▶ [Task instructions] Rewrite the data below, swapping "religious painting" for "devotional artwork" and changing nothing else. Leave out the pictures.

▶ [Provided material]
_____

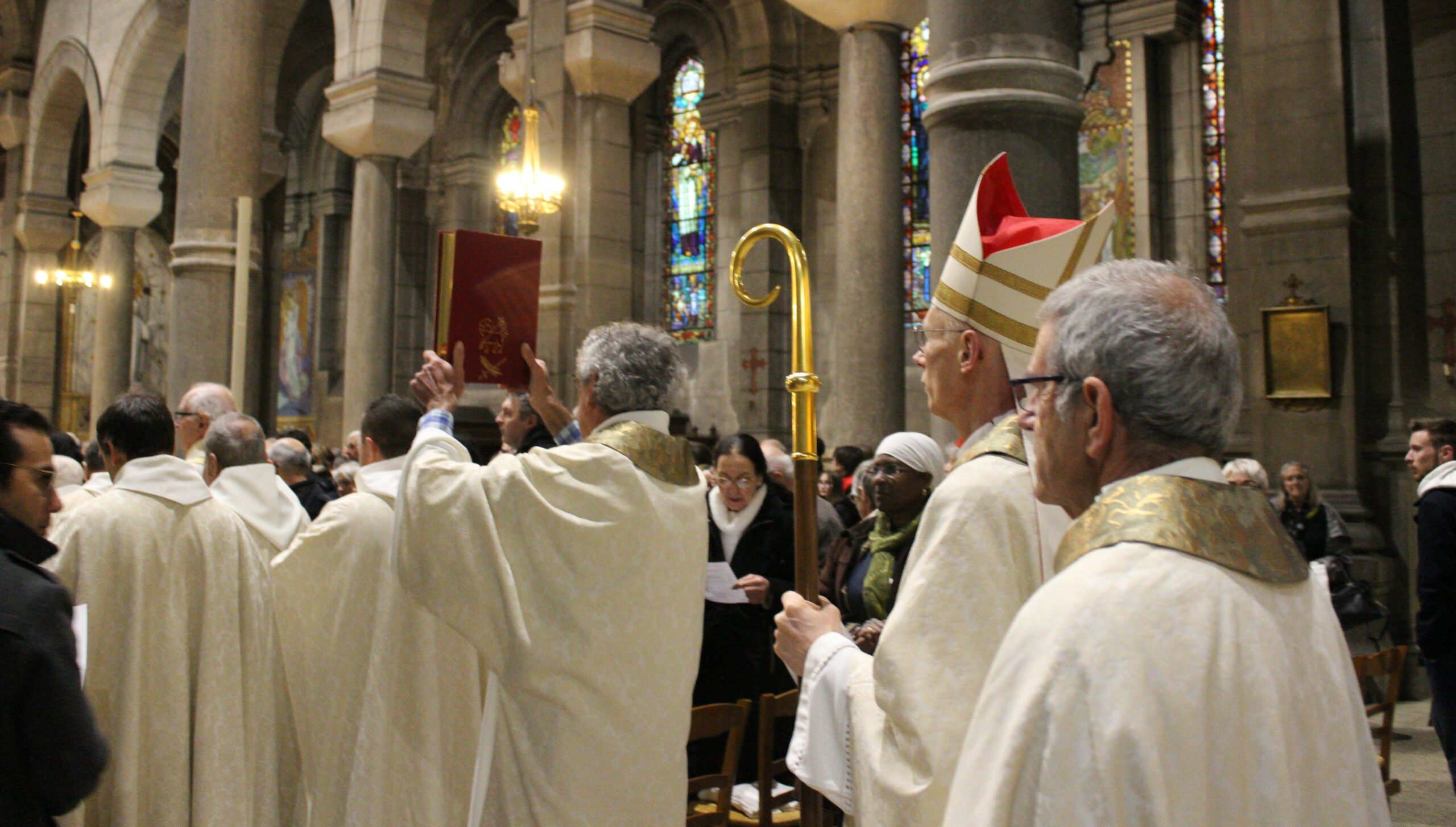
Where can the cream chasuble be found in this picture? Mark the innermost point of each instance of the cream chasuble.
(1147, 686)
(578, 576)
(183, 659)
(386, 698)
(880, 734)
(266, 503)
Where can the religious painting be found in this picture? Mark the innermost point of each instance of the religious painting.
(296, 297)
(1210, 71)
(1106, 149)
(692, 165)
(915, 163)
(511, 140)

_____

▶ [Exercise output]
Where can the cream chasuble be found in this picture? Mark the innermost point of each instance of the cream chasuble.
(1147, 686)
(578, 576)
(183, 659)
(386, 698)
(880, 734)
(266, 503)
Where can the devotional artwork be found in this picture? Mark the innermost point of each instance of the devotional artwork.
(296, 297)
(1210, 71)
(1106, 149)
(692, 165)
(915, 163)
(511, 140)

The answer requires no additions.